§ INPUT RECORDS:

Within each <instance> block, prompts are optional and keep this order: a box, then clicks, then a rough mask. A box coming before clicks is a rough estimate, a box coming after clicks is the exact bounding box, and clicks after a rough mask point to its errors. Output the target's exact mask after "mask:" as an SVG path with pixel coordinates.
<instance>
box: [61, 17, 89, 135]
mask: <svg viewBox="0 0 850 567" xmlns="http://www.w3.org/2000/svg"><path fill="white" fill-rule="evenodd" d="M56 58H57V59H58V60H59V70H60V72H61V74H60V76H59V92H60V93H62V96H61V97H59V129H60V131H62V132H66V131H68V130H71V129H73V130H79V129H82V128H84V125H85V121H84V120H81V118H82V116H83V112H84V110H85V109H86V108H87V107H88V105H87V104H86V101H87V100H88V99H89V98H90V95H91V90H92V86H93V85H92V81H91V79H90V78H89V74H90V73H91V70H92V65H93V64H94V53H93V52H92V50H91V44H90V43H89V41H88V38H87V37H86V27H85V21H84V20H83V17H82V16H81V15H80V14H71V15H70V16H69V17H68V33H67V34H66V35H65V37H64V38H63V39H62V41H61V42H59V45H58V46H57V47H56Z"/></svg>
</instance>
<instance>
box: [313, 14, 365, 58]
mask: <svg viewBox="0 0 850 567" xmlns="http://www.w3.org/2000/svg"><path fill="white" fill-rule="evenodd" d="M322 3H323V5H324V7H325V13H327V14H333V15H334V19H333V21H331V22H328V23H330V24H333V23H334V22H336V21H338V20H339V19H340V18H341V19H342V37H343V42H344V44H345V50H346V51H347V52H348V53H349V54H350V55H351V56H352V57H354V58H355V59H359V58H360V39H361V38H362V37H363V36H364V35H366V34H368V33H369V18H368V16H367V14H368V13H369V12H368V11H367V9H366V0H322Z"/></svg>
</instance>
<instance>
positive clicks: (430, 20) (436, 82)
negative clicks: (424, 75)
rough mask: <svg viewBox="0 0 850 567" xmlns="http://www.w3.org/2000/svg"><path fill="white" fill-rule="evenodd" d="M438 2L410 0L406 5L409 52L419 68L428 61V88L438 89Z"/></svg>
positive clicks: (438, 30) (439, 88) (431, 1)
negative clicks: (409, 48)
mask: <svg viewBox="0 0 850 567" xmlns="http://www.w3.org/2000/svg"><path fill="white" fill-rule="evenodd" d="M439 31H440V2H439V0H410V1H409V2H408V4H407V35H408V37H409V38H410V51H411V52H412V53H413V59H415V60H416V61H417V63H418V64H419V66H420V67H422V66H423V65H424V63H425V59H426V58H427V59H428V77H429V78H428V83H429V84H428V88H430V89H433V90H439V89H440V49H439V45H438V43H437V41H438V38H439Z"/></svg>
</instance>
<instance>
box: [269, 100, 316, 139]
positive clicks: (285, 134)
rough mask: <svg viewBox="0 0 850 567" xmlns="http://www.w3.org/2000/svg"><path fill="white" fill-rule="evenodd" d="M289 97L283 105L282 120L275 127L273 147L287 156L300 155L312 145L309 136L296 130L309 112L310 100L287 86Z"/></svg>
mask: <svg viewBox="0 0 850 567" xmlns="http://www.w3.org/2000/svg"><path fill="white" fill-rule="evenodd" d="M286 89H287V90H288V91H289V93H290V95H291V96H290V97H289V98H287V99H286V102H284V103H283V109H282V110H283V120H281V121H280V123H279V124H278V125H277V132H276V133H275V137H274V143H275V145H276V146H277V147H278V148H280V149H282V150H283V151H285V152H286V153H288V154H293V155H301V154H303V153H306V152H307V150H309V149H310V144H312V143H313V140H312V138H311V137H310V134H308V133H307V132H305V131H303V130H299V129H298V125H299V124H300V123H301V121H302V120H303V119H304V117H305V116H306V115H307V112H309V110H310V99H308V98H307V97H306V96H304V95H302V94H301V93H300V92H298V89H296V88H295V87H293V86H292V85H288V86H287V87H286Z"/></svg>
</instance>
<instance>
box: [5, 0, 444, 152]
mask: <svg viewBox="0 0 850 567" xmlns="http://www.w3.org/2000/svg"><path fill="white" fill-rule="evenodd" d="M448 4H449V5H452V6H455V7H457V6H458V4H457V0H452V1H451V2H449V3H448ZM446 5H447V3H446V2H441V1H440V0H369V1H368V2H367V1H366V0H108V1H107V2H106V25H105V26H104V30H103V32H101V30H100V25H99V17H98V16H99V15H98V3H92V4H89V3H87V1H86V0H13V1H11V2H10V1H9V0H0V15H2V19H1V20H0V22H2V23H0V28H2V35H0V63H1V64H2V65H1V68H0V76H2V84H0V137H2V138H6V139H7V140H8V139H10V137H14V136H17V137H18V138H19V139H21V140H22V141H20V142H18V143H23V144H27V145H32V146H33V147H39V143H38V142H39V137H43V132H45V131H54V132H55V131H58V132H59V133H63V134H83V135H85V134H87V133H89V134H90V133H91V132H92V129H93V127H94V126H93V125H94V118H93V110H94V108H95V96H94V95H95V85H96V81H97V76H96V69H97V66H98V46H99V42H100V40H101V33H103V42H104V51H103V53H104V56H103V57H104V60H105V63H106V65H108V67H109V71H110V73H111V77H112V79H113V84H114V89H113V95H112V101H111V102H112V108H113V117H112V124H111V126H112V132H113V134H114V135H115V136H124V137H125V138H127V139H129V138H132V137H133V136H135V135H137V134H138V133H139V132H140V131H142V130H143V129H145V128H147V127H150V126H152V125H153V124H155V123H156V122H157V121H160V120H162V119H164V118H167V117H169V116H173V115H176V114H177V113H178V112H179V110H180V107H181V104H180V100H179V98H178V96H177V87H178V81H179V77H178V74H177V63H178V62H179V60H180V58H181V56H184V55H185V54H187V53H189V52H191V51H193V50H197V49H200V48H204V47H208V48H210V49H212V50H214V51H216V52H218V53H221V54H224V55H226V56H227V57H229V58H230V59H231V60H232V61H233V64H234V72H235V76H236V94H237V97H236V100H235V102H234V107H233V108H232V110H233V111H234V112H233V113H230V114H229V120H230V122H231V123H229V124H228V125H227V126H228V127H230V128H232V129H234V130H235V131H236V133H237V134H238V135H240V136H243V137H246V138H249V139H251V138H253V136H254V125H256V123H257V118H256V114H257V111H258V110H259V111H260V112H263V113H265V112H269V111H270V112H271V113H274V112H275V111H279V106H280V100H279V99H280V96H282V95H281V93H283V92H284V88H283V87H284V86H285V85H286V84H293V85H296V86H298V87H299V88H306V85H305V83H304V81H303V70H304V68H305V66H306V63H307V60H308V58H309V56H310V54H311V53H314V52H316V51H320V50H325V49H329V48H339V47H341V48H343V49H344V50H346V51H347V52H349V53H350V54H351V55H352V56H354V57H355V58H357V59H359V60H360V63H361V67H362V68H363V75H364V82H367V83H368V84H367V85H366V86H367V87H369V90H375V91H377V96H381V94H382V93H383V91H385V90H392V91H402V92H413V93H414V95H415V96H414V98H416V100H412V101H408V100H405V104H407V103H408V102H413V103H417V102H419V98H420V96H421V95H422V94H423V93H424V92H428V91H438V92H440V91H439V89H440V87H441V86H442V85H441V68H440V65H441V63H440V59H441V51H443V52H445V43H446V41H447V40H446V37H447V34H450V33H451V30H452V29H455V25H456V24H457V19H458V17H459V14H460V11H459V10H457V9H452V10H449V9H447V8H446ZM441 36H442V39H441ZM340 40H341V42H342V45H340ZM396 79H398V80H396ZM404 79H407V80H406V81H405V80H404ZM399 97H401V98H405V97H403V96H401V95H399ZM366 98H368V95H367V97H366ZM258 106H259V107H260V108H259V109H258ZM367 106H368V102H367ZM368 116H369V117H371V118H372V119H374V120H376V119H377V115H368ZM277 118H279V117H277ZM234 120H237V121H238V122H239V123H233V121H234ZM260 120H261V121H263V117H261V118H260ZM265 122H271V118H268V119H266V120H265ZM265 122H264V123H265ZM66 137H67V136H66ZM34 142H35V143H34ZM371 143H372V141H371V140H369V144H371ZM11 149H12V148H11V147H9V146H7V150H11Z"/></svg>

§ TASK ITEM: Search the entries for the word "positive", then list each line that holds it.

§ PROBLEM SOLUTION:
positive clicks: (430, 20) (436, 82)
positive clicks: (438, 30) (439, 88) (431, 1)
positive clicks: (285, 134)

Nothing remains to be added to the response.